提供了不區分大小寫的選項;不給時則分大小寫。
注意這不是 instance method (要寫成 def self.natcmp(str2, caseInsensitive=false)
),所以只能用 String.natcmp "sth" "else"
的形式呼叫,不能用 "sth".natcmp "else"
的形式來呼叫。
str1, str2 = str1.dup, str2.dup
複製字串,因為後面會去除空白字元,以及可能要轉小寫。(Ruby 可以省略 method 呼叫的 ()
)
這種 assignment 的語法叫 destructing assignment。
C++17 有個類似的語法叫 structured binding declaration:
auto [buf1, buf2] = std::make_tuple(strdup(argv[1]), strdup(argv[2]));
接下來,
compareExpression = /^(\D*)(\d*)(.*)$/
這是用以分開字串的 regular expression。
Natural comparison 要分成「非數字」、「數字」、以及「餘下部分」作比較。
這個 regular expression 中的三個 groups 就分別對應這三個部分。
if caseInsensitive
str1.downcase!
str2.downcase!
end
如果不分大小寫,轉小寫。(!
結尾的 Ruby method 通常表示「破壞性的」,會直接變更原本的物件,所以前面用 .dup
複製,避免改到原本的物件)
# Remove all whitespace
str1.gsub!(/\s*/, '')
str2.gsub!(/\s*/, '')
去除空白字元。

資料集中的記錄
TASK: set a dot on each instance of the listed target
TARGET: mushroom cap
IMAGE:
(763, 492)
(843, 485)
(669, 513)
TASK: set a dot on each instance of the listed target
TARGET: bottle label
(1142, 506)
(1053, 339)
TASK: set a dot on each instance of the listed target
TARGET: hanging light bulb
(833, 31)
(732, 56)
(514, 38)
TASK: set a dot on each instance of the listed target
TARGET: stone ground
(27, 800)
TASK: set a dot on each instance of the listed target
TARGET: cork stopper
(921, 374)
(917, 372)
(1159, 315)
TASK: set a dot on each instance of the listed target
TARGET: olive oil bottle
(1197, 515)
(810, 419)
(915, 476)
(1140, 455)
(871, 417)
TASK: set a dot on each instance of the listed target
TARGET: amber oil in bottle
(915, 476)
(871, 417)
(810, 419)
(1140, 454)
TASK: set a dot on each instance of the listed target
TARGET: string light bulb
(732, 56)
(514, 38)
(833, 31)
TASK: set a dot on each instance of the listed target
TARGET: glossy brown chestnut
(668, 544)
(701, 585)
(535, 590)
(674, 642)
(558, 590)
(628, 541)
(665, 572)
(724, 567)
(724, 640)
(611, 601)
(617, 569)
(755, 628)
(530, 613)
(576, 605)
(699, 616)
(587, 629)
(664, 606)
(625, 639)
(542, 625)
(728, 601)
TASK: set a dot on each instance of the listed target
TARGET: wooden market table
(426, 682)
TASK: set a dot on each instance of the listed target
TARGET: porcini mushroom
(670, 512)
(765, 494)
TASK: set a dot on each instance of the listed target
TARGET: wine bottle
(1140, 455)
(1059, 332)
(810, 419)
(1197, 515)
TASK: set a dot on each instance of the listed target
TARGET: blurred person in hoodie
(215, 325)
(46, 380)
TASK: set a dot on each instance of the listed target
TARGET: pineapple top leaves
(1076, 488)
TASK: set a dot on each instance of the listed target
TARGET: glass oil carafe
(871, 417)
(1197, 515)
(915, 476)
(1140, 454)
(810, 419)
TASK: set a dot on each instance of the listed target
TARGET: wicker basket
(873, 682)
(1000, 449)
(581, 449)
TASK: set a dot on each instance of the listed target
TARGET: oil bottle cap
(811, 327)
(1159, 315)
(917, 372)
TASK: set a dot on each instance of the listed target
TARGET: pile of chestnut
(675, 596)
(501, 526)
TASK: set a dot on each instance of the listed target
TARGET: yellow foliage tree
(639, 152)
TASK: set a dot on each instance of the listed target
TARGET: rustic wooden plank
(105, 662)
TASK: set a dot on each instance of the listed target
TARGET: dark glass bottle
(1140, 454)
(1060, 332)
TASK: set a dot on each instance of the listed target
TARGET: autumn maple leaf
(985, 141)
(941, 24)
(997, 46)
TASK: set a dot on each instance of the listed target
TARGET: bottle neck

• 待辦事項:
1. 挑出記錄中所有含有字串「mushroom」的行,大小寫須完全相符。
2. 從最後一句之後,接著往下寫那段講解 Ruby natcmp 程式碼的節錄文字。
上面的文字和記錄是彼此獨立的兩份材料。

• 逐項結果:
1.
TARGET: mushroom cap
TARGET: porcini mushroom

2.
while (str1.length > 0) or (str2.length > 0) do
注意要不斷地比較餘下部分(一開始是整個字串)。
# Extract non-digits, digits and rest of string
str1 =~ compareExpression
chars1, num1, str1 = $1.dup, $2.dup, $3.dup
str2 =~ compareExpression
chars2, num2, str2 = $1.dup, $2.dup, $3.dup
將 str1
/str2
分別用 regular expression match,matched 的 3 個 groups 分別 assign 給代表開頭非數字部分的 chars1
/chars2
、代表中間連續數字部分的num1
/num2
、以及代表餘下字串的 str1
/str2
。
這裡使用 .dup
的原因,可能是因為作者認為進行 matching (=~
) 時,Ruby 會直接改變 matching group $1
/$2
/$3
/… 所 reference 的字串物件的內容,而不是將這些 variables reference 到新 allocate 出來的字串。
用類似 C 的 pseudo code 表示作者認為的樣子:
void *$3 = str_new(""); // Initial value of `$3`
str_cpy($3, str_new("/* sth */")); // `str1 =~ compareExpression`
void *str1 = str_dup($3); // `str1 = $3.dup`
str_cpy($3, str_new("/* sth else */")); // `str2 =~ compareExpression`
void *str2 = str_dup($3); // `str2 = $3.dup`
不過用 Ruby 2.6.5 測試,Ruby 的做法是將這些 variables $1
/$2
/$3
/… reference 到新 allocate 出來的字串,而不會改變原先字串的內容,所以這裡並不需要使用 .dup
。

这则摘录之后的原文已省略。